| Required action |
Print out the data that follows exactly, character for character, apart from the pictures.

| Data supplied |
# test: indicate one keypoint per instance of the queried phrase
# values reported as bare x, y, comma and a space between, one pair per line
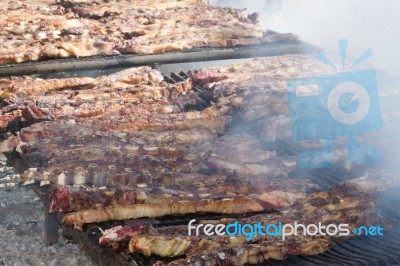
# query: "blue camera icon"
327, 107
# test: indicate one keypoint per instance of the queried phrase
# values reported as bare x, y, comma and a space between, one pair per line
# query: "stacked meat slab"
129, 145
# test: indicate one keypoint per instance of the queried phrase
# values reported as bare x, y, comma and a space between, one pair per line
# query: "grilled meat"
351, 207
177, 187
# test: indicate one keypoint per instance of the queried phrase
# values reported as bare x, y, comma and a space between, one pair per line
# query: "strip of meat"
242, 195
47, 29
354, 208
29, 85
279, 166
179, 187
239, 205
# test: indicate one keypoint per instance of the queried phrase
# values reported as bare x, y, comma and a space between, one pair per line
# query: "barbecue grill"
383, 250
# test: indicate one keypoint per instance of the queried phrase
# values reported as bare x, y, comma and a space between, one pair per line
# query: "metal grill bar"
195, 55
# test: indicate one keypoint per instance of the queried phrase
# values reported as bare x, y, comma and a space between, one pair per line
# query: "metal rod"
106, 62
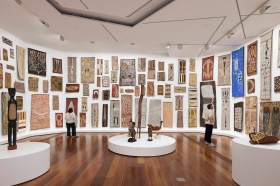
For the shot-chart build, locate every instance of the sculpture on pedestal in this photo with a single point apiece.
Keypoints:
(12, 120)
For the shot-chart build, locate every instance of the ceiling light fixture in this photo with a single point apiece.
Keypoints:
(61, 38)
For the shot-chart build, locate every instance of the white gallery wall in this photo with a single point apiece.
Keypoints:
(107, 56)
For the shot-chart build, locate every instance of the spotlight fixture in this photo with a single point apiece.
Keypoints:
(263, 9)
(61, 38)
(18, 2)
(45, 23)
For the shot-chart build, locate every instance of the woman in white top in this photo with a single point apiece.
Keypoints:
(209, 122)
(70, 118)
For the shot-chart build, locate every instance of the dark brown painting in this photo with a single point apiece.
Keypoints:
(207, 68)
(252, 57)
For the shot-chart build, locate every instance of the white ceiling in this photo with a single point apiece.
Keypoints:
(191, 23)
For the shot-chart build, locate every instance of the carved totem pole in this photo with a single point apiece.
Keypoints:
(12, 119)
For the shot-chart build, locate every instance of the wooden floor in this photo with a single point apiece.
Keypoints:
(87, 161)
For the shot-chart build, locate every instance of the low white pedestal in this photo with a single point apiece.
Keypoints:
(28, 161)
(142, 147)
(255, 165)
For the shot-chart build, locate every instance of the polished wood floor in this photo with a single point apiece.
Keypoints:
(87, 161)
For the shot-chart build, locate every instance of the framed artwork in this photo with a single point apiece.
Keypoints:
(141, 64)
(57, 66)
(58, 120)
(238, 116)
(72, 68)
(20, 62)
(143, 113)
(207, 96)
(72, 88)
(182, 71)
(40, 112)
(252, 57)
(224, 70)
(251, 86)
(238, 72)
(87, 69)
(168, 114)
(115, 63)
(266, 57)
(127, 72)
(115, 119)
(151, 69)
(95, 94)
(225, 122)
(126, 110)
(33, 84)
(37, 62)
(56, 83)
(72, 103)
(251, 114)
(170, 72)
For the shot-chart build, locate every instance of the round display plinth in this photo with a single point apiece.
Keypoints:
(142, 147)
(256, 165)
(28, 161)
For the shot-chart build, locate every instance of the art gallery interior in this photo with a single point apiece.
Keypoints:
(162, 60)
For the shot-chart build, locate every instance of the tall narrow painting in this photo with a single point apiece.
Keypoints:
(207, 96)
(238, 73)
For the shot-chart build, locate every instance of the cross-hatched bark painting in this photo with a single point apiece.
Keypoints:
(127, 72)
(266, 57)
(238, 116)
(170, 72)
(57, 66)
(269, 122)
(58, 120)
(251, 86)
(151, 69)
(87, 69)
(192, 117)
(126, 113)
(105, 115)
(20, 62)
(182, 71)
(192, 65)
(251, 114)
(94, 115)
(72, 69)
(224, 70)
(143, 114)
(207, 96)
(207, 68)
(83, 120)
(72, 103)
(40, 112)
(4, 103)
(115, 63)
(180, 119)
(225, 122)
(238, 72)
(115, 118)
(56, 83)
(168, 114)
(141, 64)
(155, 112)
(37, 62)
(252, 57)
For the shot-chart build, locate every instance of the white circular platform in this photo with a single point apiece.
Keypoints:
(28, 161)
(142, 147)
(256, 165)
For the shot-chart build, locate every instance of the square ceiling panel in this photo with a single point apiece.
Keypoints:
(123, 12)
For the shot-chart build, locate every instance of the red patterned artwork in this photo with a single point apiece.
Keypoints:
(207, 68)
(40, 112)
(126, 113)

| Solution to this problem |
# test: indicate one keypoint per instance of the queried phrase
# values reported as bare x, y, comma and a space between, one pair per line
# query: "blue camera icon"
327, 107
# test: indicate one keypoint per instance of the queried phrase
# values reported as bare x, y, comma and a space between, one pair per line
# query: "stacked meat slab"
129, 145
# test: indicate one keypoint per instance of the queried phrase
# values reported as bare x, y, comma and a space between, one pair per line
# query: "grilled meat"
351, 207
177, 187
# test: indicate one keypoint per instance of the queried phrase
# values reported as bare x, y, comma and a space between, one pair per line
# query: "strip of meat"
242, 195
47, 29
354, 208
29, 85
279, 166
179, 187
239, 205
# test: indicate one keypoint per instance of the queried phrase
# values reported as bare x, y, comma and a space between, one pair per line
# query: "barbecue grill"
383, 250
# test: indicate one keypoint per instance of the queried phrase
# values reported as bare x, y, comma and a space between, one pair per line
# query: "metal grill bar"
195, 55
# test: indicate one keypoint per instance of the queried phrase
# values reported as bare x, y, comma and a space between, one pair per line
# query: "metal rod"
106, 62
For the shot-chart build, locate every instance of the sculpture on pedestal in this photo with a single point apiece.
Keypoints:
(12, 120)
For the shot-chart build, locate every instance of the ceiling light fixture in this photo with a single point apiece.
Keypoints:
(61, 38)
For the shot-chart build, locate every instance of the white gallery wall in this photo with a single point apiece.
Keypoints:
(107, 56)
For the shot-chart build, locate every instance of the spotlight fixture in this photo with a single point apiece.
Keypoints:
(263, 9)
(61, 38)
(18, 2)
(45, 23)
For the shot-chart build, locate every instance of the woman in white top in this photo with a single point apiece.
Keypoints:
(209, 122)
(70, 118)
For the shot-chart build, locate every instance of the dark brown painting in this photo with a single point apiece.
Keypoints:
(207, 68)
(252, 57)
For the shot-chart build, locate every instance of the white ceiling in this photo with a single point apiece.
Keypoints:
(191, 23)
For the shot-chart build, locate every instance of the carved totem pole in this photo with a single point apiece.
Keypoints:
(12, 119)
For the shot-chart build, locate every instance of the wooden floor in this photo with a single point apiece.
Keypoints:
(87, 161)
For the shot-chart build, locate every instance of the low white pedestal in this photo with a single point apiece.
Keypoints:
(28, 161)
(142, 147)
(255, 165)
For the shot-chart build, locate every instance of the polished wood floor in this photo with a single point apiece.
Keypoints:
(87, 161)
For the shot-chart build, locate every instance of the framed artwork in this photo with a single point apiece.
Keypoints:
(141, 64)
(57, 66)
(58, 120)
(238, 116)
(72, 68)
(20, 62)
(143, 113)
(207, 96)
(72, 88)
(182, 71)
(40, 112)
(252, 57)
(224, 70)
(251, 86)
(238, 72)
(87, 69)
(168, 114)
(115, 63)
(266, 57)
(127, 72)
(115, 119)
(151, 69)
(95, 94)
(225, 122)
(126, 110)
(33, 84)
(37, 62)
(56, 83)
(72, 103)
(251, 114)
(170, 72)
For the shot-chart build, locate every instance of the round display plinth in this photo with a single point apiece.
Keypoints:
(142, 147)
(256, 165)
(28, 161)
For the shot-chart build, locate every instance of the art gallery interior in this photo with a single point apiece.
Keypoints:
(162, 60)
For the shot-chart build, locate every instance of the tall narrow painting in this photo with a single point apiece.
Keypoints:
(207, 96)
(238, 73)
For the shot-chart build, locate every instance of the cross-hatched bark painting in this photo with a single point apiece.
Keypoints:
(127, 72)
(266, 57)
(238, 116)
(170, 72)
(57, 66)
(269, 122)
(58, 120)
(251, 86)
(151, 69)
(87, 69)
(192, 117)
(126, 113)
(105, 115)
(20, 62)
(182, 71)
(192, 65)
(251, 114)
(94, 115)
(72, 69)
(224, 70)
(143, 114)
(207, 96)
(207, 68)
(83, 120)
(72, 103)
(40, 112)
(4, 103)
(115, 63)
(180, 119)
(225, 122)
(238, 72)
(115, 118)
(56, 83)
(168, 114)
(141, 64)
(155, 112)
(37, 62)
(252, 57)
For the shot-chart build, locate every instance of the white circular platform in this photo with a single point apiece.
Keypoints:
(28, 161)
(142, 147)
(256, 165)
For the shot-chart build, locate every instance of the square ceiling panel in this photo with a single point apiece.
Keypoints:
(123, 12)
For the shot-chart build, locate every instance of the red patterned artwork in this photo with a single point apiece.
Keypoints:
(207, 68)
(40, 112)
(126, 113)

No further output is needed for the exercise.